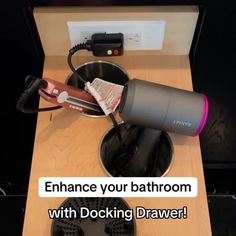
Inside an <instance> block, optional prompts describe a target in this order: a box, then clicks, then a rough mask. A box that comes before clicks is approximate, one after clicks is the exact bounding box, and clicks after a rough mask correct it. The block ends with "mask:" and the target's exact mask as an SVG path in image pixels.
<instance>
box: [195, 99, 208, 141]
mask: <svg viewBox="0 0 236 236" xmlns="http://www.w3.org/2000/svg"><path fill="white" fill-rule="evenodd" d="M203 100H204V107H203V115H202V119H201V122H200V124H199V127H198V129H197V131H196V133H195V134H194V136H197V135H199V134H200V133H201V132H202V130H203V128H204V126H205V124H206V121H207V117H208V110H209V105H208V99H207V96H206V95H203Z"/></svg>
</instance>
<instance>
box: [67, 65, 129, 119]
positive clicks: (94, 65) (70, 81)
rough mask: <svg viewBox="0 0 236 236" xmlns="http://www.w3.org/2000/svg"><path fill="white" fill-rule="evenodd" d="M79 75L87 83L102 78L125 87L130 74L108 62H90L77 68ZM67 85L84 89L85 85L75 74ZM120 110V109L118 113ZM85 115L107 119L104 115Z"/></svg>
mask: <svg viewBox="0 0 236 236" xmlns="http://www.w3.org/2000/svg"><path fill="white" fill-rule="evenodd" d="M76 70H77V72H78V73H79V75H80V76H81V77H82V78H83V79H84V80H86V81H89V82H92V81H93V80H94V79H95V78H100V79H103V80H105V81H108V82H112V83H115V84H119V85H125V83H126V82H128V81H129V77H128V74H127V73H126V71H125V70H124V69H123V68H121V67H120V66H118V65H116V64H114V63H111V62H106V61H90V62H87V63H84V64H82V65H80V66H79V67H77V68H76ZM66 83H67V84H68V85H71V86H74V87H77V88H81V89H84V84H83V82H81V81H80V80H79V79H78V77H77V76H76V75H74V74H73V73H72V74H70V75H69V77H68V78H67V81H66ZM117 110H118V107H117V109H116V111H117ZM83 115H86V116H89V117H105V116H106V115H105V114H104V113H103V114H101V115H90V114H86V113H83Z"/></svg>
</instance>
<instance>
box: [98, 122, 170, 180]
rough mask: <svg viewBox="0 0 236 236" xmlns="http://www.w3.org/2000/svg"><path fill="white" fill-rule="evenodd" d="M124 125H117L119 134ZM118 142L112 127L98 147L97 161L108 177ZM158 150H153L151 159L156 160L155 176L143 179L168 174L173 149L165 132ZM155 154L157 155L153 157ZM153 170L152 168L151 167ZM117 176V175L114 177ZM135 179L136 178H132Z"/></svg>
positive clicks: (132, 176)
mask: <svg viewBox="0 0 236 236" xmlns="http://www.w3.org/2000/svg"><path fill="white" fill-rule="evenodd" d="M124 124H125V123H121V124H119V128H120V132H121V133H122V129H124V127H125V126H124ZM117 142H119V141H118V138H117V134H116V131H115V129H114V127H112V128H111V129H109V130H108V131H107V132H106V133H105V134H104V136H103V138H102V140H101V142H100V145H99V160H100V164H101V166H102V168H103V170H104V171H105V173H106V174H107V175H108V176H114V175H113V173H112V170H111V163H112V158H116V157H115V156H114V153H116V152H117V151H118V149H119V145H116V144H117ZM158 145H159V149H158V153H157V150H156V149H154V151H153V153H152V157H154V158H157V159H156V162H155V163H156V165H155V167H154V168H155V169H154V173H155V175H152V176H151V175H148V174H147V175H145V176H144V177H163V176H166V175H167V174H168V172H169V171H170V169H171V166H172V165H173V162H174V148H173V143H172V141H171V139H170V136H169V135H168V133H166V132H164V131H163V132H162V136H161V141H160V144H158ZM155 154H157V155H155ZM151 168H153V167H151ZM116 176H117V175H116ZM118 176H119V177H126V176H124V175H118ZM132 177H136V176H132Z"/></svg>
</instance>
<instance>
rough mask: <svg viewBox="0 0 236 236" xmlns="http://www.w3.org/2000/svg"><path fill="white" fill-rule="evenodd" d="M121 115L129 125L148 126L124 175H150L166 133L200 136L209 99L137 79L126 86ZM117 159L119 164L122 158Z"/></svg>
mask: <svg viewBox="0 0 236 236" xmlns="http://www.w3.org/2000/svg"><path fill="white" fill-rule="evenodd" d="M119 112H120V115H121V117H122V119H123V120H124V122H125V123H128V124H132V125H137V126H141V127H144V128H143V129H142V131H141V132H140V134H139V136H138V138H137V140H136V146H135V148H134V149H133V151H132V158H130V161H129V162H128V163H127V164H126V165H124V166H123V167H122V173H123V174H122V175H123V176H137V177H138V176H147V175H146V173H147V169H148V163H150V158H151V153H152V150H154V149H155V147H157V146H158V145H159V143H160V140H161V134H162V131H169V132H174V133H179V134H183V135H188V136H196V135H198V134H199V133H200V132H201V131H202V129H203V128H204V126H205V123H206V120H207V116H208V100H207V97H206V96H205V95H203V94H199V93H195V92H191V91H186V90H182V89H177V88H172V87H169V86H164V85H161V84H156V83H151V82H147V81H143V80H137V79H133V80H130V81H129V82H127V84H126V85H125V87H124V90H123V93H122V97H121V102H120V105H119ZM123 142H125V140H124V141H123ZM122 155H123V154H122ZM129 155H130V154H129ZM114 160H117V163H118V162H119V158H114ZM117 163H116V162H115V163H114V165H113V166H114V168H115V167H116V166H117ZM153 176H156V175H155V174H154V175H153Z"/></svg>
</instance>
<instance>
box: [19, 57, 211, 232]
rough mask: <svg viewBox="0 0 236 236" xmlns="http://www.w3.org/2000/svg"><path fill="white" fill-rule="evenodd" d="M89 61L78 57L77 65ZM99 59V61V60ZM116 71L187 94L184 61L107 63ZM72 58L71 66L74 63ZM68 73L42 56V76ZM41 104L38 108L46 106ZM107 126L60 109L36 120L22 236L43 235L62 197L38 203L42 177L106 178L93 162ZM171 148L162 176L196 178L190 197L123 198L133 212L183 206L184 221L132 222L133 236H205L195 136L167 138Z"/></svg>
mask: <svg viewBox="0 0 236 236" xmlns="http://www.w3.org/2000/svg"><path fill="white" fill-rule="evenodd" d="M90 60H92V58H89V57H81V58H80V63H82V62H86V61H90ZM103 60H104V59H103ZM109 61H113V62H115V63H117V64H119V65H120V66H122V67H123V68H124V69H125V70H126V71H127V72H128V74H129V76H130V78H140V79H144V80H149V81H153V82H158V83H162V84H166V85H171V86H174V87H178V88H183V89H187V90H192V81H191V73H190V66H189V60H188V56H155V55H153V56H151V55H143V56H142V57H135V58H134V57H132V56H126V57H118V58H109ZM78 62H79V61H78V58H75V61H74V63H75V64H76V63H78ZM69 74H70V70H69V68H68V66H67V64H66V58H65V57H46V60H45V70H44V77H49V78H52V79H55V80H58V81H65V79H66V78H67V76H68V75H69ZM48 105H50V104H48V103H47V102H45V101H43V100H42V99H41V102H40V106H41V107H42V106H48ZM111 126H112V124H111V122H110V120H109V119H107V118H88V117H84V116H81V115H80V114H79V113H78V112H76V111H74V110H66V109H60V110H57V111H53V112H46V113H40V114H39V115H38V122H37V130H36V136H35V145H34V153H33V161H32V168H31V175H30V183H29V190H28V198H27V207H26V213H25V221H24V230H23V235H24V236H32V235H33V236H49V235H50V227H51V223H52V222H51V220H50V219H49V217H48V209H49V208H57V207H58V206H59V205H60V204H61V203H62V201H63V200H64V199H63V198H40V197H39V196H38V179H39V178H40V177H43V176H58V177H60V176H70V177H79V176H106V175H105V172H104V171H103V169H102V167H101V166H100V163H99V158H98V148H99V143H100V141H101V138H102V137H103V135H104V133H105V132H106V131H107V129H109V128H110V127H111ZM170 136H171V138H172V141H173V144H174V158H175V159H174V164H173V166H172V168H171V170H170V172H169V174H168V175H167V176H176V177H181V176H194V177H197V178H198V196H197V197H196V198H127V199H126V200H127V202H128V204H129V205H130V206H131V207H132V208H134V207H135V206H137V205H142V206H144V207H146V208H181V207H183V206H187V207H188V218H187V219H180V220H178V219H175V220H172V219H167V220H145V219H143V220H137V235H139V236H167V235H168V236H190V235H191V236H210V235H211V229H210V221H209V213H208V206H207V199H206V192H205V183H204V176H203V167H202V159H201V152H200V146H199V138H198V137H194V138H193V137H185V136H181V135H177V134H170Z"/></svg>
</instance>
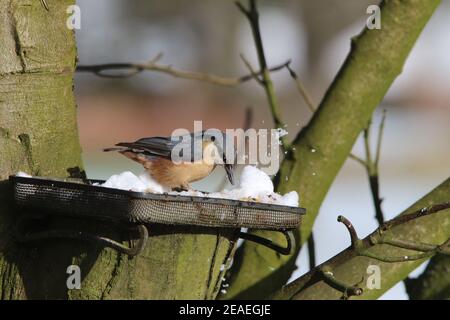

☆ ☆ ☆

Problem: State how many lines in the entries above contain the string "positive", treating case as significant. Reply with the number alone.

Completed task: 2